> Work request:
In the news report below on the trial of Dr. Stanislaw Burzynski, copy word for word the passage starting with "Seaward has since" and going on through "to save lives.".

> Text segment:
__________

From Correspondent Charles Zewe

HOUSTON (CNN) -- When Robert and Leslie Graham's son had brain cancer, the outlook was grim. He was given a 20 per cent chance to live.

Today the cancer is gone; 5-year-old Robbie's tumor is shrinking. And the federal government wants to put his doctor in jail.


Federal prosecutors say Dr. Stanislaw Burzynski, who has drawn hundreds of patients from across the country, has violated federal drug rules and defrauded insurance companies in dispensing his experimental cancer drug known as anti-neoplaston.

The Polish-born physician discovered the compound in human urine and now makes it synthetically. He claims it turns off cancer genes by interrupting signals for cells to multiply.

Patients rally for Burzynski


The government says he can't prove that.

As his trial got under way, dozens of Burzynski's patients and their relatives rallied to his defense outside the federal courthouse. Among them were the Grahams, with their son.

"If they take his medicine now," said Leslie Graham, "the cancer will come back and he'll die."

The government says Burzynski has thumbed his nose at Food and Drug Administration rules designed to protect the sick, and has made $40 million doing it.

"We are trying to save their lives," says Dr. Burzynski, "but against us are bureaucrats for whom their lives mean nothing."

Value of drug may not be decided


Not everyone who has gone to Burzynski has improved.

KNWS-TV anchor Sydney Seaward, suffering from breast cancer, sought treatment after tumors spread to her brain and lungs, but gave up after having severe side effects.

"I was very disappointed by the experiences," says Seaward. "I feel I was set back."

Seaward has since undergone conventional radiation.

Whether anti-neoplastons actually work may not even come up during the trial. The judge says it's not relevant, but the defense contends that is exactly the point -- that what was done in developing the drug and administering the drug was done to save lives.

The trial is expected to last about two months. The jury may then decide whether Burzynski is a fraud or a medical pioneer.

__________

> Dataset extract:
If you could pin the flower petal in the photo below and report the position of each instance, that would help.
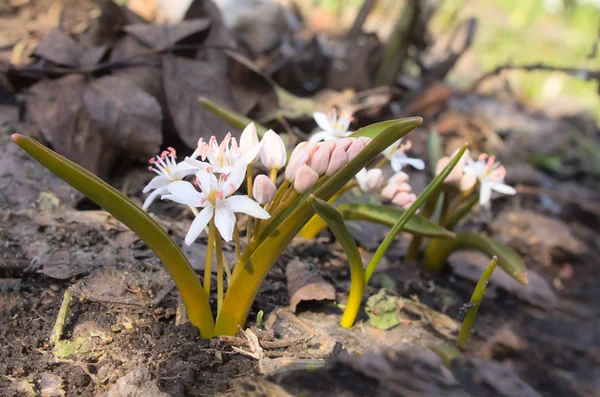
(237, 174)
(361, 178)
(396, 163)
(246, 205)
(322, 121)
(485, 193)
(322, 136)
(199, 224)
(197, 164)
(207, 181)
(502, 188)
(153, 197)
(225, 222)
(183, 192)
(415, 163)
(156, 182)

__________

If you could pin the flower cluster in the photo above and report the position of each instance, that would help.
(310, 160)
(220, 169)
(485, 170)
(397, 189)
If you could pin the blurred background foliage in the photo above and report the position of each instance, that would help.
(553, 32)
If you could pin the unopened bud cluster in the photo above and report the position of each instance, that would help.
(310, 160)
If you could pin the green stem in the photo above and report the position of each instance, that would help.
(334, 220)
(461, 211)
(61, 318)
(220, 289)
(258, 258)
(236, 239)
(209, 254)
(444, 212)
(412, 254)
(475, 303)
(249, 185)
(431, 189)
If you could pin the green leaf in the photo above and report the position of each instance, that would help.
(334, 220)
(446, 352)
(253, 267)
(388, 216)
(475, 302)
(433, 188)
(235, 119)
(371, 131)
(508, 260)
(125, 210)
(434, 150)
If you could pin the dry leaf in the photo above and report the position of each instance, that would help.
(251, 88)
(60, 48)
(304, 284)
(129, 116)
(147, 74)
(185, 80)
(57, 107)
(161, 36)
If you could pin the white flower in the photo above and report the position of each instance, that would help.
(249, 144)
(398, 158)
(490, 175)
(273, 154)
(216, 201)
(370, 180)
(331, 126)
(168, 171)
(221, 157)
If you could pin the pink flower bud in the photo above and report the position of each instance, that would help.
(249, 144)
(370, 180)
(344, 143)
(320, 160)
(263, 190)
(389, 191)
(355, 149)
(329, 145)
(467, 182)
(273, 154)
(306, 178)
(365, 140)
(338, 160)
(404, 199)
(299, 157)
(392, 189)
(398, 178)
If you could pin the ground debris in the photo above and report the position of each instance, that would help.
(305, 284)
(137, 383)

__________

> Answer section:
Seaward has since undergone conventional radiation.

Whether anti-neoplastons actually work may not even come up during the trial. The judge says it's not relevant, but the defense contends that is exactly the point -- that what was done in developing the drug and administering the drug was done to save lives.